(DOCUMENT EXCERPT Opens)
HOW MC STUDENTS COPE WITH THE STRESS OF COLLEGE
By Michevi Dufflart & Alyssa Velazquez, Contributor & Editor
Wake up, eat, attend class, study, participate in clubs and/or athletics, possibly go to the gym, socialize and sleep. This paints the image of the ideal student that many at Manhattan College aspire to become.
After reality sets in though, it is evident that students cannot meet these expectations without experiencing some stress along the way. However that does not mean that some students are not up for the challenge. Mike Martello, a civil engineering major, is one example of a student who does their best to fulfill these expectations.
Serving as the governance lead of the Manhattan College chapter of American Society of Civil Engineers, an athlete on the track team up until last semester, the structural analysis and hull design lead of the annual Concrete Canoe project, the civil engineering liaison and tutor for Tau Beta Pi and a resident assistant; it is clear that Martello has a busy schedule.
In addition to actively participating in all of these extracurriculars Martello also manages his academics and dedicates time to being with others.
(DOCUMENT EXCERPT Closes)
(GIVEN DATA Opens)
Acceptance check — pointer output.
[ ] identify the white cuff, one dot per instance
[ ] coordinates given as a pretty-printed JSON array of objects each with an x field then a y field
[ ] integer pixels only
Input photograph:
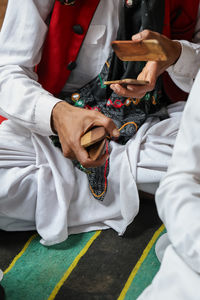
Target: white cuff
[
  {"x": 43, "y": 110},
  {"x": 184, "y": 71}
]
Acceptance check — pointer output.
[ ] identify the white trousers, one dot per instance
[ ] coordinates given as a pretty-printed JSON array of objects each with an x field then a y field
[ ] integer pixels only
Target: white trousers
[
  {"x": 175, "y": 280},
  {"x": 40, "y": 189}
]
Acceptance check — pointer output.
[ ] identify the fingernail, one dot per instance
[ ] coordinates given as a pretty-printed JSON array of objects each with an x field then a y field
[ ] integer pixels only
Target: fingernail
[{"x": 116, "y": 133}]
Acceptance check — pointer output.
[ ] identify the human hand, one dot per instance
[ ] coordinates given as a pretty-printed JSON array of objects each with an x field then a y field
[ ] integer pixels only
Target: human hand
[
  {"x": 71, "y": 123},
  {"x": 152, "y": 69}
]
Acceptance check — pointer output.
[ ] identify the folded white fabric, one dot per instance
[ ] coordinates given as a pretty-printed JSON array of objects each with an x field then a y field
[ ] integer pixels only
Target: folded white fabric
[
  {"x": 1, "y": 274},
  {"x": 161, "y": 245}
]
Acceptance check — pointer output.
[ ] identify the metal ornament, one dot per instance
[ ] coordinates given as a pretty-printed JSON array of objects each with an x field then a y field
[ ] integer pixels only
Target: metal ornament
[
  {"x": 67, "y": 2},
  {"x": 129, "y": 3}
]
(GIVEN DATA Closes)
(GIVEN DATA Opens)
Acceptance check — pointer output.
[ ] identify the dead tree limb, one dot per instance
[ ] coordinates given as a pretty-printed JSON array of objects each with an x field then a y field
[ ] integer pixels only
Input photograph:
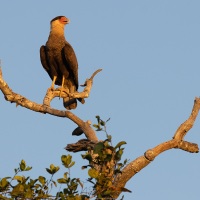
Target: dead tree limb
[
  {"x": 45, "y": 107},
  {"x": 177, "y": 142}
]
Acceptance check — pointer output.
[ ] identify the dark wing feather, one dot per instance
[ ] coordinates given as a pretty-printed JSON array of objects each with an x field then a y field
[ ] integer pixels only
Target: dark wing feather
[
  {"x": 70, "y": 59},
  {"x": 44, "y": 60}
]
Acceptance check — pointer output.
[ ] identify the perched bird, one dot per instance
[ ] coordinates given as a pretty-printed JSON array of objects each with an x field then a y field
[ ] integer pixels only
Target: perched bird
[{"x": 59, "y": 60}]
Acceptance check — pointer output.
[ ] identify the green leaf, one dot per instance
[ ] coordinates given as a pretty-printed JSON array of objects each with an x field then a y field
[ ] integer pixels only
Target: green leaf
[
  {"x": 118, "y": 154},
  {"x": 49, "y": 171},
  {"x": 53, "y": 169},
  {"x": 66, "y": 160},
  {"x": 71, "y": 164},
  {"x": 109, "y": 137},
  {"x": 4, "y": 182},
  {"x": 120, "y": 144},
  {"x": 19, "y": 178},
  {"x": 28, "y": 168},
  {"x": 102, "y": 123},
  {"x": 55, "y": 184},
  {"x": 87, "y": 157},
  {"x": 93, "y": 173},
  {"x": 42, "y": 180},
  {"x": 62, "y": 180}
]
(GIVEN DATA Closes)
(GIVEN DATA Opens)
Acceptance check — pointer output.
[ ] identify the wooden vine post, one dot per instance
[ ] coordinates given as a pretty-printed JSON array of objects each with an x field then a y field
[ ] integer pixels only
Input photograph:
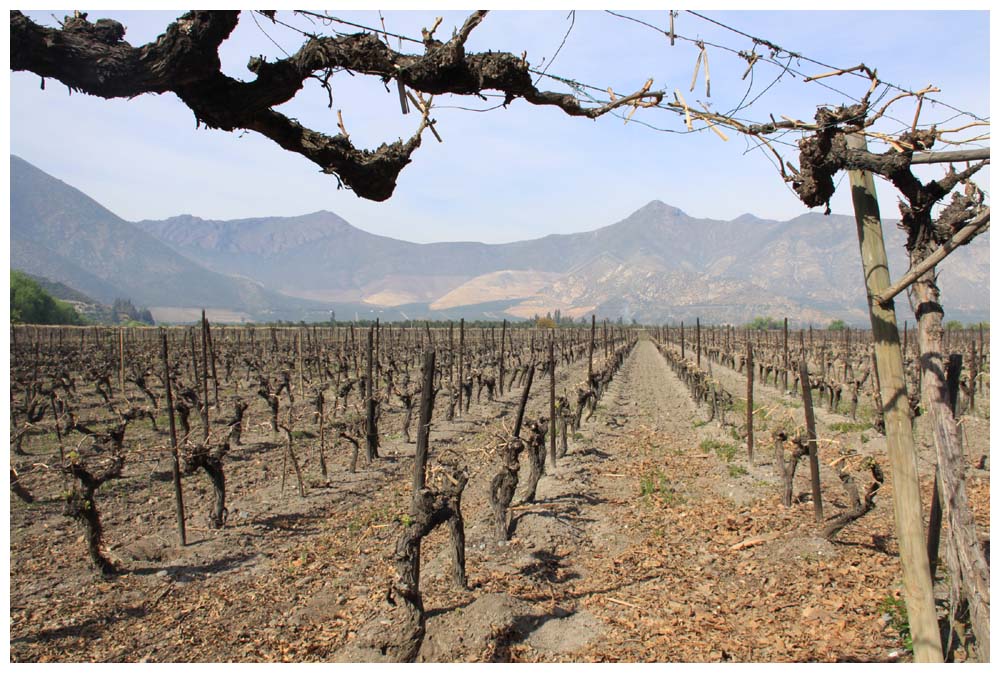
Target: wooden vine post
(GIVEN DATA Closes)
**TASK DIRECTIONS**
Copy the stretch of the article on student stress from "Serving as the" through "being with others." word for word.

**EXERCISE RESPONSE**
Serving as the governance lead of the Manhattan College chapter of American Society of Civil Engineers, an athlete on the track team up until last semester, the structural analysis and hull design lead of the annual Concrete Canoe project, the civil engineering liaison and tutor for Tau Beta Pi and a resident assistant; it is clear that Martello has a busy schedule.
In addition to actively participating in all of these extracurriculars Martello also manages his academics and dedicates time to being with others.